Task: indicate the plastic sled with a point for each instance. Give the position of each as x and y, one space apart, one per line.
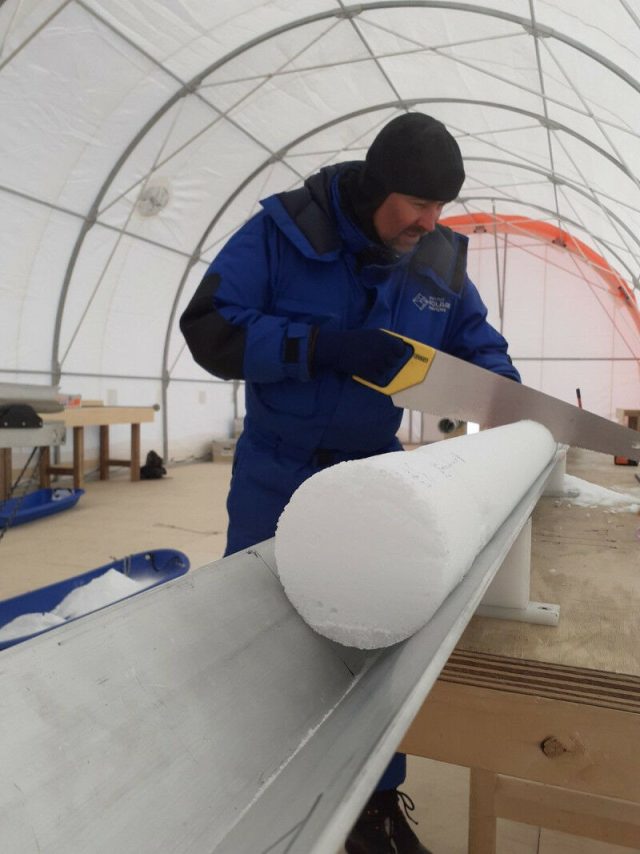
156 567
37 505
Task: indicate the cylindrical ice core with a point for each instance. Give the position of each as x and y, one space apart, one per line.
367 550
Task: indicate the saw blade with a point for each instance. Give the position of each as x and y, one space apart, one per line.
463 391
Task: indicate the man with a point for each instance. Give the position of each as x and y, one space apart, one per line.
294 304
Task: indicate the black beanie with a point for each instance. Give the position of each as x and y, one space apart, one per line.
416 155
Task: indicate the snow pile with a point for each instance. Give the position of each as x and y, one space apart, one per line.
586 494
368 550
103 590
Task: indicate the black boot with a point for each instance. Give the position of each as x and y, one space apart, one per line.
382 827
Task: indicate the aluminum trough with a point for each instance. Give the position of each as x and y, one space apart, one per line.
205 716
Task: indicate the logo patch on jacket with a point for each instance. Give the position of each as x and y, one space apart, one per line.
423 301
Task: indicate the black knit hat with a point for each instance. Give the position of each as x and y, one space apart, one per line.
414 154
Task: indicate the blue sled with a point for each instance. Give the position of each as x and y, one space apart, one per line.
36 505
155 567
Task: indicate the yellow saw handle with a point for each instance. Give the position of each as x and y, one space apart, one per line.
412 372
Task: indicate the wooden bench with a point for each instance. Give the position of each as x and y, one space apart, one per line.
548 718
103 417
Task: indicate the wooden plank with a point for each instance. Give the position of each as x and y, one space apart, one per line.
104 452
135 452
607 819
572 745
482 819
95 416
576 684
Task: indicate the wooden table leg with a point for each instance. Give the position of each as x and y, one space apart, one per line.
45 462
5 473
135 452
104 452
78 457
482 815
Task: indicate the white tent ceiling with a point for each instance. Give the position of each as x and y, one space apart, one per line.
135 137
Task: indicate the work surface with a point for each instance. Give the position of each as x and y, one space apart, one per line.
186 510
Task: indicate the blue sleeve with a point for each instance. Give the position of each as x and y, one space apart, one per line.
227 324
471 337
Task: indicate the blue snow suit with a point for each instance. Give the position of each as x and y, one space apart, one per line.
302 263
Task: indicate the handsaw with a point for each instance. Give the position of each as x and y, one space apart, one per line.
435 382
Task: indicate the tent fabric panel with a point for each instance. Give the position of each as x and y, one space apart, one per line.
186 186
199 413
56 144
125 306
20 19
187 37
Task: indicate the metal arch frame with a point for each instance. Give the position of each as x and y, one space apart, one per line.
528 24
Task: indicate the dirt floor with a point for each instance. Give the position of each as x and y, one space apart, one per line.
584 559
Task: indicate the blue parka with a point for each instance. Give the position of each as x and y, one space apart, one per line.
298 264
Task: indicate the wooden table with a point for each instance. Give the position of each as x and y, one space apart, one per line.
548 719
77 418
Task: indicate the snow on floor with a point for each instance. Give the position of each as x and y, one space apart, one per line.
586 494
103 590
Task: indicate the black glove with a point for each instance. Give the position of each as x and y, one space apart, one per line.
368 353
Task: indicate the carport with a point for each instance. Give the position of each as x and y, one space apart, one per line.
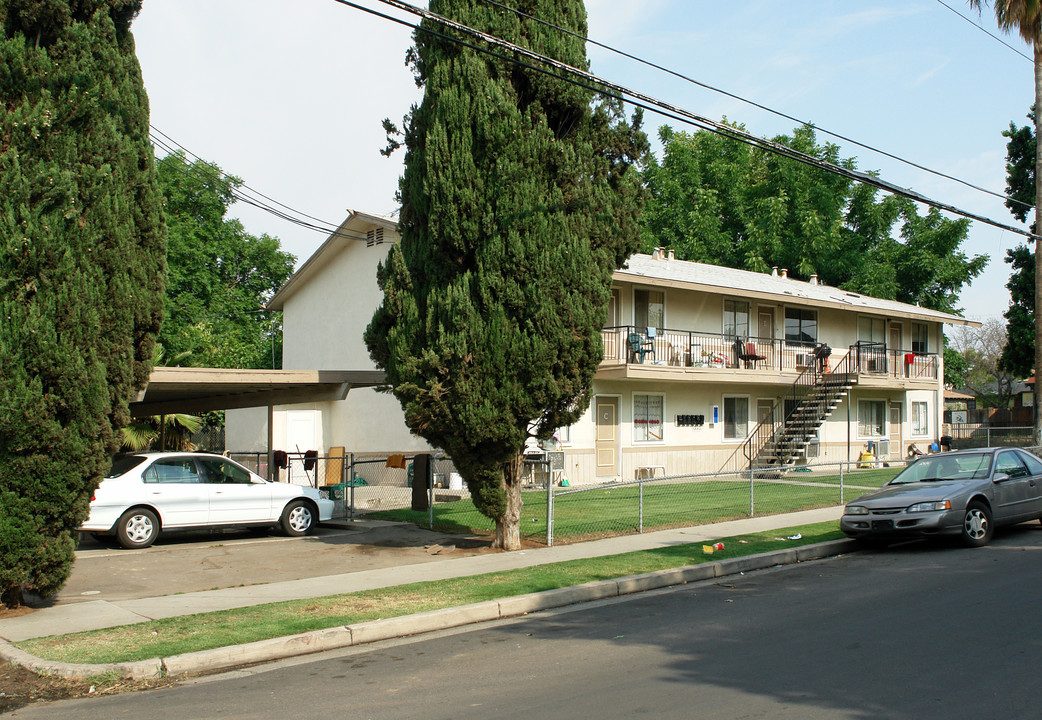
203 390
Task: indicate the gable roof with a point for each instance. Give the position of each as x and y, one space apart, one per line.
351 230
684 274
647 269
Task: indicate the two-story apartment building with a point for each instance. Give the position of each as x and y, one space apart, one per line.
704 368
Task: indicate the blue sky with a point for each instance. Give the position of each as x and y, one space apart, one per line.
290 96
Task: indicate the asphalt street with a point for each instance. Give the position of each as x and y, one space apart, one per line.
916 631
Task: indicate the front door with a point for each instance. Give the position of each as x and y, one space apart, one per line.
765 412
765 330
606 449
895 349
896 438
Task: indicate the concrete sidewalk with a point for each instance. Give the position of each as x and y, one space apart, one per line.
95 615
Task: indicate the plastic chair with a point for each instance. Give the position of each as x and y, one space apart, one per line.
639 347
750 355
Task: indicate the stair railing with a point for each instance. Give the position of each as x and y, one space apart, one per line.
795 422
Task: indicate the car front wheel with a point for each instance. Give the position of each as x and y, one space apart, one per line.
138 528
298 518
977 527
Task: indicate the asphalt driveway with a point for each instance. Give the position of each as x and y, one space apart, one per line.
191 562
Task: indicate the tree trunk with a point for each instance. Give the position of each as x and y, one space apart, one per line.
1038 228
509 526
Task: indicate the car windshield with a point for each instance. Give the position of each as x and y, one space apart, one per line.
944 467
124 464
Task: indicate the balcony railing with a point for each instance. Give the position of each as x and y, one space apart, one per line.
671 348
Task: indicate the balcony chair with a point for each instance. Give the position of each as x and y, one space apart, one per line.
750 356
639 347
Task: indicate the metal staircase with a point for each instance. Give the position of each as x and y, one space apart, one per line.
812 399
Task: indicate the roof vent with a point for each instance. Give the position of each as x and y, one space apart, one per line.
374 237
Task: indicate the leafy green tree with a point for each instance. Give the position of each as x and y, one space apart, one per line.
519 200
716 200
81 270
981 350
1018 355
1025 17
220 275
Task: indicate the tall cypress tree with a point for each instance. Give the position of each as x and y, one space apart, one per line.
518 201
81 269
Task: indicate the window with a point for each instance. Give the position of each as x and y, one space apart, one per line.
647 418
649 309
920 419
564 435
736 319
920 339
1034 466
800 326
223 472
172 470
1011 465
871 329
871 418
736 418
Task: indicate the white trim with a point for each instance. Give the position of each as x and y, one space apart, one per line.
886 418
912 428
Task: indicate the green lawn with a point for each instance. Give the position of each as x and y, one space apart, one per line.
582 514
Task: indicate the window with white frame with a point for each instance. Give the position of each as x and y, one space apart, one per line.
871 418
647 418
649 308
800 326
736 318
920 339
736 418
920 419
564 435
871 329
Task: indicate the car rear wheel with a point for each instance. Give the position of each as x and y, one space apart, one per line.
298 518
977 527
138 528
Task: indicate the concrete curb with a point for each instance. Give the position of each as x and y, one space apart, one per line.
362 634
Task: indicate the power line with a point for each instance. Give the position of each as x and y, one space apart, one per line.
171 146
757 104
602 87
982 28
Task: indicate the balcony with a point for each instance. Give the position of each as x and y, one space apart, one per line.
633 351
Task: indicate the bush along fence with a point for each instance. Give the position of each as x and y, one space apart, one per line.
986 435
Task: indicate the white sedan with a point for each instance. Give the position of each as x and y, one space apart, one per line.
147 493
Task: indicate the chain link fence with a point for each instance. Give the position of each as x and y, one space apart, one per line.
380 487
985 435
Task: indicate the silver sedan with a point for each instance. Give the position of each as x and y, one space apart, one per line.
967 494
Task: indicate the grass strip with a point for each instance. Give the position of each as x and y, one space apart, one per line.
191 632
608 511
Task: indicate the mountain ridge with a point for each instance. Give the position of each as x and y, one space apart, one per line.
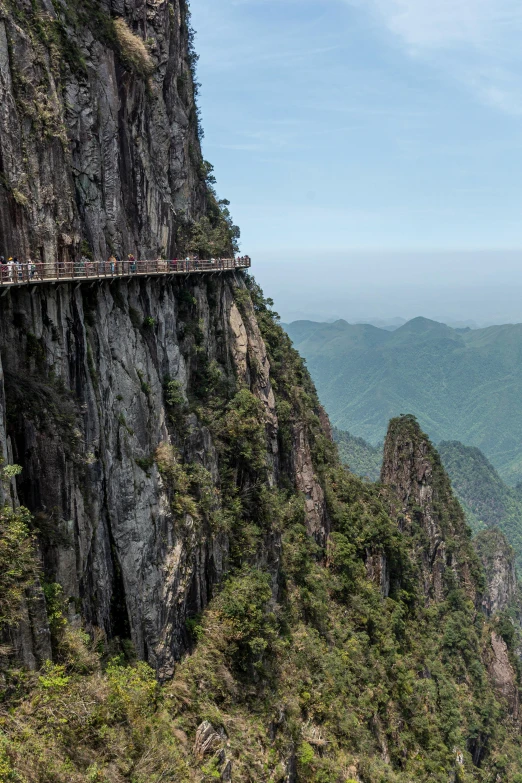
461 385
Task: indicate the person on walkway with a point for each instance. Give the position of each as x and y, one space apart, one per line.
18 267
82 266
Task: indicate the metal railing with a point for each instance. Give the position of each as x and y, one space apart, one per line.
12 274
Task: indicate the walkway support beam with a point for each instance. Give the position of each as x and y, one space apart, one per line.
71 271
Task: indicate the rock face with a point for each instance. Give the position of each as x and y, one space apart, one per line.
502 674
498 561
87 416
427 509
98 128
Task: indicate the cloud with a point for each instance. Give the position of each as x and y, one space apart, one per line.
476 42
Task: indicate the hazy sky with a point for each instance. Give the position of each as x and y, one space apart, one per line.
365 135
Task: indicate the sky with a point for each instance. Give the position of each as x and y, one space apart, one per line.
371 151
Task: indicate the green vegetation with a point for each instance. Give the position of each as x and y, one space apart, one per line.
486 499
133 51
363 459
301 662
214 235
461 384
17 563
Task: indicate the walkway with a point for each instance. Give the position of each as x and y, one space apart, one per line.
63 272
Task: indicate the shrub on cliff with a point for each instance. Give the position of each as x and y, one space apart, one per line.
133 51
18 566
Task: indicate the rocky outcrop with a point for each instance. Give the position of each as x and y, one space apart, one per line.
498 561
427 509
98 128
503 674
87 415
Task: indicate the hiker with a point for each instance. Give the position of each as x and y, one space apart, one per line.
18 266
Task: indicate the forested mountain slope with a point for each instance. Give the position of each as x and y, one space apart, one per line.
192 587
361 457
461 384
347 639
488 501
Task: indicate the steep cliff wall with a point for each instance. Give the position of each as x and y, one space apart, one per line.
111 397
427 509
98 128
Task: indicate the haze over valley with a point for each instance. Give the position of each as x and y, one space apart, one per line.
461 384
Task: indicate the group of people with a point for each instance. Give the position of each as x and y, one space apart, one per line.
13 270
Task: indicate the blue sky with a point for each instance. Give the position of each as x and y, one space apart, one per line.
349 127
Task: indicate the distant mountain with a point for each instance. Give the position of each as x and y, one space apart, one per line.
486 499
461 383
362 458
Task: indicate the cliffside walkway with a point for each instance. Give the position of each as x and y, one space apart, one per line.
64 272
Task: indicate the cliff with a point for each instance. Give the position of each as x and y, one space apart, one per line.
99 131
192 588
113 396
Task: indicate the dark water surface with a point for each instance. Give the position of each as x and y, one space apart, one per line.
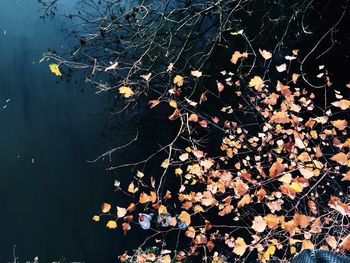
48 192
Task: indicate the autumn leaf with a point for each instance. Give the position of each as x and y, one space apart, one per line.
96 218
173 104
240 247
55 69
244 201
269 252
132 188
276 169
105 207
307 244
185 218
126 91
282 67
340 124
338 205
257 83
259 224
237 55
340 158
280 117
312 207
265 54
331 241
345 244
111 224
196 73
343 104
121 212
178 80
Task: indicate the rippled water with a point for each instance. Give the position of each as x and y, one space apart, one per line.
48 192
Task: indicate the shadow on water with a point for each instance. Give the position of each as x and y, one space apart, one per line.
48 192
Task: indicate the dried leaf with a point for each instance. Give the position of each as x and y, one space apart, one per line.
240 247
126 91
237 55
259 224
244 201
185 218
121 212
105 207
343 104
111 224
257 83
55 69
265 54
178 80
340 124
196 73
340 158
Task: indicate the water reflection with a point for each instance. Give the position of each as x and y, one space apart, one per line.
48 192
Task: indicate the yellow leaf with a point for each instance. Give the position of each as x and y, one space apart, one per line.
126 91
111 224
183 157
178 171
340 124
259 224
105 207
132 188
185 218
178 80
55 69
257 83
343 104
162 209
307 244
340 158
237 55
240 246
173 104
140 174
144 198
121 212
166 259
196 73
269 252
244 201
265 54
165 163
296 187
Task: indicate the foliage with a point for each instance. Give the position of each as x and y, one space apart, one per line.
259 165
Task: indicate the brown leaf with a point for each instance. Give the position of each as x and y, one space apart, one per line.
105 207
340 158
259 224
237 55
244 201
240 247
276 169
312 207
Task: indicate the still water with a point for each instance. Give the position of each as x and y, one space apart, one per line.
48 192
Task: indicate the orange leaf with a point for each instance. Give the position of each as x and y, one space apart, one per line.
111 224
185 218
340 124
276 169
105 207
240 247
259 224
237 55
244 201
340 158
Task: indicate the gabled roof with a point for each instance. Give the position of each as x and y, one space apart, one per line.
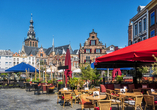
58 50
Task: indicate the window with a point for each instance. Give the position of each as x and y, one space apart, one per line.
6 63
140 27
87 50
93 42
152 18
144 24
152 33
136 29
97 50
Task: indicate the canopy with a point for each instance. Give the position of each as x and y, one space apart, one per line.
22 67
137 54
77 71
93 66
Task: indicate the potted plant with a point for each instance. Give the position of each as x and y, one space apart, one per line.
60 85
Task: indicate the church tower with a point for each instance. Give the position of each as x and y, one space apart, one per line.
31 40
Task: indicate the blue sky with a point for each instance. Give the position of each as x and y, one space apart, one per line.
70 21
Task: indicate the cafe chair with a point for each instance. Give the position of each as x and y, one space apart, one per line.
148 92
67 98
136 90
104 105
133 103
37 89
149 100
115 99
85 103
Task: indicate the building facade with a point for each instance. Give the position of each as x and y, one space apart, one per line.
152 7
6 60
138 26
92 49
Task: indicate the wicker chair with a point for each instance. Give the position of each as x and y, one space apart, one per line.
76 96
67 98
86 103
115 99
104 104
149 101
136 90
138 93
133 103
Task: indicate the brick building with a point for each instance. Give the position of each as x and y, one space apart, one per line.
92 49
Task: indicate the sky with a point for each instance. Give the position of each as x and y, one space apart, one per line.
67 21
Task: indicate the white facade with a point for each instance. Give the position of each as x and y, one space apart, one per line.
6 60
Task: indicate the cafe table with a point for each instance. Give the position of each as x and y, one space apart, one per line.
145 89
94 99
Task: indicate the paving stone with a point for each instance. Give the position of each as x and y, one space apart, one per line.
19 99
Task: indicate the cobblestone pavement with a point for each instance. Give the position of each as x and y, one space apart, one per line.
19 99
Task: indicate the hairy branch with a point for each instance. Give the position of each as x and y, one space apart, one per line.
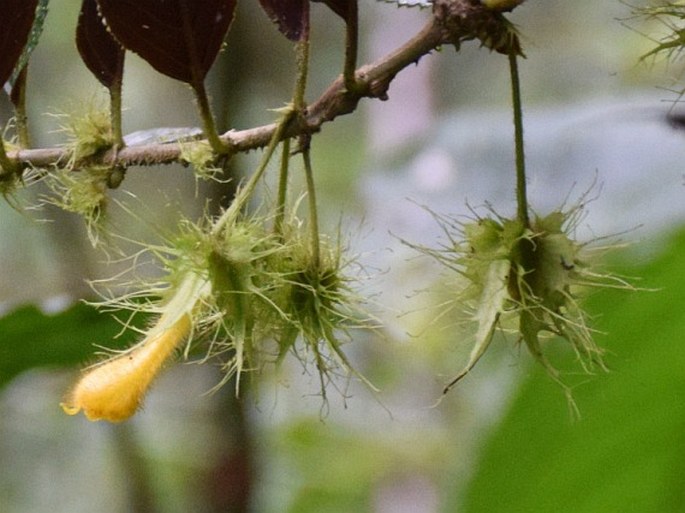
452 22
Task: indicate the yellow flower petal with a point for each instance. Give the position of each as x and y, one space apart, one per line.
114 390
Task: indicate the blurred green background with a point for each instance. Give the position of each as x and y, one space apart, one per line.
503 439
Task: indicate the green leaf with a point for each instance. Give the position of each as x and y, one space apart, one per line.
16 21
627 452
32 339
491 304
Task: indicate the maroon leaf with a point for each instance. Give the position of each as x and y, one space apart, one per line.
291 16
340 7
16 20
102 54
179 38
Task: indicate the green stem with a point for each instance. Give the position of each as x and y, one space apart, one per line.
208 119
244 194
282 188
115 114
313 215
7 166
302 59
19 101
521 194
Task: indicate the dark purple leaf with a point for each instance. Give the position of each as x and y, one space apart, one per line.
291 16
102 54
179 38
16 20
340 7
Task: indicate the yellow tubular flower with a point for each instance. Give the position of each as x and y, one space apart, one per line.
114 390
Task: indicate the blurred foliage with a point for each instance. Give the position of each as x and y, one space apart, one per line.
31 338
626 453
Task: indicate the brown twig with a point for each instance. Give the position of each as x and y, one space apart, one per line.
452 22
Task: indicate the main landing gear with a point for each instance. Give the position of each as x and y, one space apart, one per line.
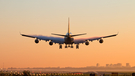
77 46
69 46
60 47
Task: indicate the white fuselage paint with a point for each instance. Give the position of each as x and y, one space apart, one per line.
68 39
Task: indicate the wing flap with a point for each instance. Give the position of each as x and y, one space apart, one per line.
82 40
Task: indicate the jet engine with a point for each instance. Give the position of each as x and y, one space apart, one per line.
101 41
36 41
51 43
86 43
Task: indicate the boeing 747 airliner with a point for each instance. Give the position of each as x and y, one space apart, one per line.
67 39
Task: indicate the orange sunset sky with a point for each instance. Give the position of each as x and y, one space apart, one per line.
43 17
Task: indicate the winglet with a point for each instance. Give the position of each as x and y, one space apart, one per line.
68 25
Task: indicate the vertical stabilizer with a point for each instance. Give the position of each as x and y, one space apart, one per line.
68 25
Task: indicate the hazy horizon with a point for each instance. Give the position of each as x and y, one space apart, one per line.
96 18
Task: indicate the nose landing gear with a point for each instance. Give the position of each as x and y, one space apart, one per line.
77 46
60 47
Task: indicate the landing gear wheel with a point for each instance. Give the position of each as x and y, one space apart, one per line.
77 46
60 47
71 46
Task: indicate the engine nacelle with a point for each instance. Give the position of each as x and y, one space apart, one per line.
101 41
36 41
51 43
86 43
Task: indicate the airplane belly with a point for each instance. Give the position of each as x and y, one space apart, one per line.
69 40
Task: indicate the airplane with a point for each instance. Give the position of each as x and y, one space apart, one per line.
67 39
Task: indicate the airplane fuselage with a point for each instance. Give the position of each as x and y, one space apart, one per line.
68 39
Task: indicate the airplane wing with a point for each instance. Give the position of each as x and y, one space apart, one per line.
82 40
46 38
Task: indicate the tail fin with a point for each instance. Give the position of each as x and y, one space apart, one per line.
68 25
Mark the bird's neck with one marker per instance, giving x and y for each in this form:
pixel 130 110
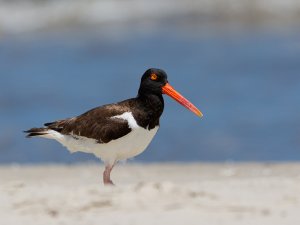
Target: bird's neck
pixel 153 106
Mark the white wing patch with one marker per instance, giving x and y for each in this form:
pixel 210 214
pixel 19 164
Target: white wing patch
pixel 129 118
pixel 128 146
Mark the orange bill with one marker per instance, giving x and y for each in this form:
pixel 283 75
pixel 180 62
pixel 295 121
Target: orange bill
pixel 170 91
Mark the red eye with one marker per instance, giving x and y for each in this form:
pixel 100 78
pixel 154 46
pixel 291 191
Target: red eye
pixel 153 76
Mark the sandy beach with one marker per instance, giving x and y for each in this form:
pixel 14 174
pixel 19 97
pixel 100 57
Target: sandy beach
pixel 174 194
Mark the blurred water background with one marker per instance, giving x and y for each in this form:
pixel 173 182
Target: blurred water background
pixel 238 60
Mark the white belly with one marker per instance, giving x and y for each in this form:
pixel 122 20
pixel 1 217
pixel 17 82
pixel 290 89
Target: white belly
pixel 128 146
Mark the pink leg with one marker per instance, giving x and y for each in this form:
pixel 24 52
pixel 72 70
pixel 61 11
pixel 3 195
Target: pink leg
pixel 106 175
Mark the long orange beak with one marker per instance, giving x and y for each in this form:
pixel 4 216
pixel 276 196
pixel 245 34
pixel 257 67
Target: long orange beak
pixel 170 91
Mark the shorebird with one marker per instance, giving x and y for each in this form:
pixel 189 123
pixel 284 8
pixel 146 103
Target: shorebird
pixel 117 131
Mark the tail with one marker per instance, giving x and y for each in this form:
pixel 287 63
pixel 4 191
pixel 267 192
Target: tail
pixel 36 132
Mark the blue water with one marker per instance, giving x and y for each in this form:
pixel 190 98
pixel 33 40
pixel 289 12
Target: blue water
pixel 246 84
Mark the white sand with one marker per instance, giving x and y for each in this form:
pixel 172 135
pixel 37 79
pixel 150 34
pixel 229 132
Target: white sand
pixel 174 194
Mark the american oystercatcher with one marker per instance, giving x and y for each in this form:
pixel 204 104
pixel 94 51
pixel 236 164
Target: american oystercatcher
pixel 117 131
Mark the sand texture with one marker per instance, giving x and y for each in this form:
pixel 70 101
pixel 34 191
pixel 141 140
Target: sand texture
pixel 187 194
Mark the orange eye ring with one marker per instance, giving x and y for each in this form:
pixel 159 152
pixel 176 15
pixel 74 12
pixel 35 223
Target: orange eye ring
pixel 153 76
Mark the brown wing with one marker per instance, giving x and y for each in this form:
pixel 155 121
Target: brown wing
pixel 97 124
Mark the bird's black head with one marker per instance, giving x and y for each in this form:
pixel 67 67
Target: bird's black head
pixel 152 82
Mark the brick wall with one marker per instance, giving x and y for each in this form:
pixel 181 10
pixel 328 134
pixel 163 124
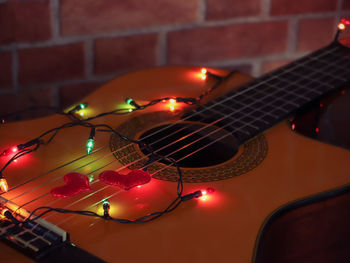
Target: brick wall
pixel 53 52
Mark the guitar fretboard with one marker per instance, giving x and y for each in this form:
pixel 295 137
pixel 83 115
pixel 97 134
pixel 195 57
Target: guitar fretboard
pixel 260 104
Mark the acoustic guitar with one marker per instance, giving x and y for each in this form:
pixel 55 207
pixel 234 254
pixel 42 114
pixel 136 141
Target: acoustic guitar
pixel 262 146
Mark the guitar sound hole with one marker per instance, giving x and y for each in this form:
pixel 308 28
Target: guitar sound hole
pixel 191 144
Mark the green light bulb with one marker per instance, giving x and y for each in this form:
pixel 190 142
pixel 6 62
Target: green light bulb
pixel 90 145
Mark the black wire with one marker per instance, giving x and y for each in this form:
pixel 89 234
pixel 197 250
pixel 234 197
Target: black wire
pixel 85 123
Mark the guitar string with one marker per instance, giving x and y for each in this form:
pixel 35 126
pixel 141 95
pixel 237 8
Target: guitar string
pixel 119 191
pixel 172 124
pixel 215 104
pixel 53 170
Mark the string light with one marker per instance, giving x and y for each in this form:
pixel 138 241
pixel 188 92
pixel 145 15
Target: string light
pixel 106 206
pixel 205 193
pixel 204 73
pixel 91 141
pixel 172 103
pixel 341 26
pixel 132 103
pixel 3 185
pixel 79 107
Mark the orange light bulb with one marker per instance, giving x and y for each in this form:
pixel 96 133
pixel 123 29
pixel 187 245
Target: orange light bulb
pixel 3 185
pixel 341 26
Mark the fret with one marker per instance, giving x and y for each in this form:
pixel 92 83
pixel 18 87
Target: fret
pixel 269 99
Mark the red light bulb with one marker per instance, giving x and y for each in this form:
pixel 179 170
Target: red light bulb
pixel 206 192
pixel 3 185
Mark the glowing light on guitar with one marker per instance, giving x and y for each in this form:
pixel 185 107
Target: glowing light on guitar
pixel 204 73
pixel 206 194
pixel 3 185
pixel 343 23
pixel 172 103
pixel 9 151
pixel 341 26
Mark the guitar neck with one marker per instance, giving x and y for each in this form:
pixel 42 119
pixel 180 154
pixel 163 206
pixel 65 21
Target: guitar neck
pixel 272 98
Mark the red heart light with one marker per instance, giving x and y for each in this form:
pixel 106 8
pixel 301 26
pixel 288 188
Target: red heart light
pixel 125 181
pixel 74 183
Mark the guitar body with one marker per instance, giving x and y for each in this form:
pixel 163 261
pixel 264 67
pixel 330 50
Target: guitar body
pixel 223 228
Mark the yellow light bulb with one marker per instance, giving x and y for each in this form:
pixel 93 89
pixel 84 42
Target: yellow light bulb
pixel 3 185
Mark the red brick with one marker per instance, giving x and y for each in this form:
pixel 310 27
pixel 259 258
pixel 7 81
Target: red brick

▶ REQUIREMENT
Copy out precisely the lines from the line with "Target: guitar fretboard" to the line with "pixel 35 126" in the material above, including those two lines and omitting all the rest.

▶ RESULT OF THE TASK
Target: guitar fretboard
pixel 260 104
Mark the acoustic guitar with one marker per instance, giving x and y for each in this form:
pixel 55 207
pixel 234 254
pixel 42 114
pixel 136 141
Target: acoustic guitar
pixel 262 146
Mark the guitar sound hole with one marker per instance, giving x and y for each in this form:
pixel 308 28
Target: guitar sound hole
pixel 191 144
Mark the green light bulb with one marker per instance, giving x and y for each in this form:
pixel 190 142
pixel 6 62
Target: green light bulb
pixel 90 145
Mark the black wire with one marker per instance, giving x and y for each in this form:
pixel 89 234
pixel 197 250
pixel 234 197
Target: black wire
pixel 85 123
Mark the guitar string with one marker per instance, giving x and y for each in this form:
pixel 35 126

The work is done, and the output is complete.